Material to process:
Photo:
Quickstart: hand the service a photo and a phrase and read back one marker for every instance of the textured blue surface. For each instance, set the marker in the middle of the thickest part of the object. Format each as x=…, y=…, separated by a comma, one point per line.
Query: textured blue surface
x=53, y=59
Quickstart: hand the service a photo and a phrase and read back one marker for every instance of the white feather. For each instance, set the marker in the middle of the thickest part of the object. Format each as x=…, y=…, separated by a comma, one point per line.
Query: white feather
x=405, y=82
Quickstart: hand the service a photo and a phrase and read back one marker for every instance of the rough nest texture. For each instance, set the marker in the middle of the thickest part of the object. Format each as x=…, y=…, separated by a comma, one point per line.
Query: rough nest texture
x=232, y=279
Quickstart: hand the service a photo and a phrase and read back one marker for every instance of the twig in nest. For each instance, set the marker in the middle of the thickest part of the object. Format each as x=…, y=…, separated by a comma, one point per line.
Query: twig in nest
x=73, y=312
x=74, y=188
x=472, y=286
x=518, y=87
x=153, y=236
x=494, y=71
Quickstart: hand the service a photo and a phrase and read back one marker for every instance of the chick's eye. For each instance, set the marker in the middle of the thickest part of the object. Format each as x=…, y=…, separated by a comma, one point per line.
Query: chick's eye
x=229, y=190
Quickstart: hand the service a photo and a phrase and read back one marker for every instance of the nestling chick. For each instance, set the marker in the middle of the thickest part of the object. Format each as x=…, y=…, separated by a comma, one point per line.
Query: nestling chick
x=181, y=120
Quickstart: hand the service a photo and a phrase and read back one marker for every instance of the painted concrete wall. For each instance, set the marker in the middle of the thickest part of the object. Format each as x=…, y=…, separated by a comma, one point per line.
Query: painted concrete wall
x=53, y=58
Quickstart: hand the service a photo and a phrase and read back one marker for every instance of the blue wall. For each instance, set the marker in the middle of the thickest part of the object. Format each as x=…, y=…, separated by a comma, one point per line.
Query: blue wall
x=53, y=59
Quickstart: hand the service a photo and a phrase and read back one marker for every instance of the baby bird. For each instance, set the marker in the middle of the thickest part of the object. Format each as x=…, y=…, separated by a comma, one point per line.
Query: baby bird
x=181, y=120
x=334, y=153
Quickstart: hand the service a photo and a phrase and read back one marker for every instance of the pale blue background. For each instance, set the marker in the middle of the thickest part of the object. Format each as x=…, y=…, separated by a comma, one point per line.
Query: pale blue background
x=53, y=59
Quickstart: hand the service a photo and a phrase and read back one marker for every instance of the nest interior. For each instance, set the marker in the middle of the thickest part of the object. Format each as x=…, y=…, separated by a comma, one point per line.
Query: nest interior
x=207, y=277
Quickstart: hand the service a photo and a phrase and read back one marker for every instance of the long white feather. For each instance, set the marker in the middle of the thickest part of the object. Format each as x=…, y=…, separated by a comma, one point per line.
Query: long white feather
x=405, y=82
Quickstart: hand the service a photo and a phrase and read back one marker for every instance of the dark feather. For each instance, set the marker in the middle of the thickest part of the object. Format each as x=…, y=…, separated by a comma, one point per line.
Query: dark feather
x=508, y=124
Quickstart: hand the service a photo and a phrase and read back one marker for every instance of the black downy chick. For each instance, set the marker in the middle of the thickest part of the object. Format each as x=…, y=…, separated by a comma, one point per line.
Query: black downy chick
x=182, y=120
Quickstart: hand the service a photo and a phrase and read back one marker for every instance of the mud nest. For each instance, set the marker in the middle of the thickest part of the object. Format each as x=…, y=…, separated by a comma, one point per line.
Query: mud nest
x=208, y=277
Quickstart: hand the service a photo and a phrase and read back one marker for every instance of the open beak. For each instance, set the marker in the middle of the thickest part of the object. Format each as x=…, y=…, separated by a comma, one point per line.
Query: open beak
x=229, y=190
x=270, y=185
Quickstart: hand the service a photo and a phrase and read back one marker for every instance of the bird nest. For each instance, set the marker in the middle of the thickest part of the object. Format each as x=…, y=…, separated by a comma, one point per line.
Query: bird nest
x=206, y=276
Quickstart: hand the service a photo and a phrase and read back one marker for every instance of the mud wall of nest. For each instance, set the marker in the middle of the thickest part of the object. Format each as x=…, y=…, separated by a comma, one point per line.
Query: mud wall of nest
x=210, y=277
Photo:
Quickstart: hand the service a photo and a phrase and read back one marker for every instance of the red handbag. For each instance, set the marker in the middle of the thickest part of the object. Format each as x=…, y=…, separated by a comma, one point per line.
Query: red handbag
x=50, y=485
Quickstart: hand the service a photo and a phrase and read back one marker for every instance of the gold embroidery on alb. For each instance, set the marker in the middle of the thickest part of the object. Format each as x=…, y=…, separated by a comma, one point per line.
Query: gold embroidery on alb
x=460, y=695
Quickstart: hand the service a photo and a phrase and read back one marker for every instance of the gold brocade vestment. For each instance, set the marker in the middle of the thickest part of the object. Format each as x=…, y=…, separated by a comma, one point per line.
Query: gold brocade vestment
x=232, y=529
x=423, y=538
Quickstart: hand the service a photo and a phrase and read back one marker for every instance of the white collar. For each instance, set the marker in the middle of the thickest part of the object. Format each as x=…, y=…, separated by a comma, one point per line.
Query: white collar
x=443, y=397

Brief:
Please reproduce the records above in their entirety, exactly as given.

Exercise result:
Photo:
Quickstart: hand the service a photo and a phrase and read back one marker for every instance of the textured blue surface. For each instance, set the marker in the middle of the thickest part of the object. Format each as x=…, y=…, separated by a comma, one point per line.
Query: textured blue surface
x=53, y=59
Quickstart: hand the service a photo and a phrase and read back one marker for every instance of the white feather. For each instance, set the marker in the middle of the thickest part of the object. Format each as x=…, y=…, separated by a comma, one point per line.
Query: white feather
x=405, y=82
Quickstart: hand the service a photo and a phrase and read back one marker for every instance of the rough nest texture. For each instance, set the marker in the middle of the thickest part of the object. Format each as x=…, y=…, separated by a comma, one point per line.
Query: rough nest texture
x=232, y=279
Quickstart: hand the service a photo and a phrase and read back one marker for every instance of the twig in nest. For each instance, set the marker in the middle of the thickest part of the object. Format each as x=…, y=…, separated by a comma, one point per line.
Query: twig in nest
x=73, y=312
x=74, y=188
x=472, y=286
x=518, y=87
x=153, y=236
x=494, y=71
Quickstart: hand the service a photo and a phrase and read back one marker for every instance of the chick's eye. For each instance, set the marker in the middle of the thickest part of the object. Format each as x=…, y=…, separated by a comma, one point per line.
Query: chick's eye
x=229, y=190
Quickstart: hand the service a photo and a phrase and read back one marker for every instance of the nestling chick. For each instance, set the marker in the middle of the thickest part of the object. Format each as x=…, y=…, separated by a comma, one point per line.
Query: nestling chick
x=181, y=120
Quickstart: hand the service a photo and a phrase and read back one marker for every instance of the painted concrete wall. For each instance, set the marker in the middle of the thickest part of the object. Format each as x=…, y=…, separated by a comma, one point per line.
Query: painted concrete wall
x=53, y=58
Quickstart: hand the service a photo and a phrase and read back one marker for every instance of the blue wall. For each instance, set the marker in the middle of the thickest part of the object. Format each as x=…, y=…, separated by a comma, one point per line.
Query: blue wall
x=53, y=59
Quickstart: hand the service a photo and a phrase and read back one marker for every instance of the baby bird. For each instance, set the marker in the middle of the thickest part of the object. Format each as x=…, y=…, separated by a comma, one point per line.
Query: baby bird
x=181, y=120
x=334, y=153
Quickstart: hand the service a photo and a phrase and read back one marker for every instance of the pale blue background. For each instance, set the marker in the middle of the thickest part of the object. Format each as x=…, y=…, separated by a comma, one point per line.
Query: pale blue background
x=53, y=59
Quickstart: hand the service a photo and a phrase and read back one marker for every instance of the nest interior. For each instance, set the marker in the middle of the thickest part of the object. Format each as x=…, y=…, separated by a comma, one point per line.
Query: nest interior
x=207, y=277
Quickstart: hand the service a photo and a phrase and read back one marker for every instance of the long white feather. For each instance, set the marker in the middle of the thickest part of the object. Format each as x=…, y=…, separated by a comma, one point per line.
Query: long white feather
x=405, y=82
Quickstart: hand the service a photo and a phrase and read back one marker for every instance of the dark feather. For each instance, set the marker in the middle of the thickest part of the object. Format each as x=…, y=…, separated by a comma, one point per line.
Query: dark feather
x=508, y=124
Quickstart: hand the service a photo and a phrase and read back one marker for every instance of the black downy chick. For each instance, set the marker in the middle of the thickest part of the object. Format each as x=…, y=…, separated by a comma, one point per line.
Query: black downy chick
x=182, y=120
Quickstart: hand the service a photo and a phrase and read back one marker for every instance of the mud nest. For each instance, set the marker in the middle of the thickest part of the object. Format each as x=…, y=…, separated by a comma, one point per line.
Query: mud nest
x=208, y=277
Quickstart: hand the service a photo and a phrase and read back one marker for every instance of the open beak. For each instance, set the marker in the middle of the thickest part of the object. Format each as x=…, y=…, separated by a comma, one point per line.
Query: open beak
x=229, y=190
x=270, y=185
Quickstart: hand the service a photo and a phrase and read back one marker for every instance of the bird nest. For each instance, set the marker in the middle of the thickest part of the object. Format each as x=…, y=…, separated by a comma, one point per line.
Query: bird nest
x=206, y=276
Quickstart: hand the service a photo and a phrase and read back one marker for every instance of the mud wall of nest. For each instance, set the marker in the middle of the thickest part of the object. Format each as x=…, y=…, separated by a comma, one point per line.
Query: mud wall of nest
x=210, y=277
Photo:
Quickstart: hand the service a photo and a phrase and read back one marker for every instance of the red handbag. For each instance, set the marker in the middle of the thickest part of the object. Format each as x=…, y=…, separated by a comma, one point per line.
Query: red handbag
x=50, y=485
Quickstart: hand the service a photo and a phrase and read back one marker for every instance of the gold embroidery on alb. For each instance, set the marker in the middle of the thickest part of the object. Format each as x=…, y=…, separated by a comma, one point per line.
Query: gold embroidery on alb
x=460, y=695
Quickstart: hand the service a photo and a phrase and read back one marker for every instance of the gold brocade vestment. For each instance, set the marker in the middle of the thickest part of the object. Format each as x=…, y=…, separated by a comma, one point per line.
Query: gold brocade vestment
x=232, y=529
x=423, y=538
Quickstart: hand the service a photo and a phrase and read back one marker for every instance of the white collar. For each instance, set the marker in the middle of the thickest part of the object. Format each as x=…, y=…, separated by a comma, one point per line.
Query: white collar
x=443, y=397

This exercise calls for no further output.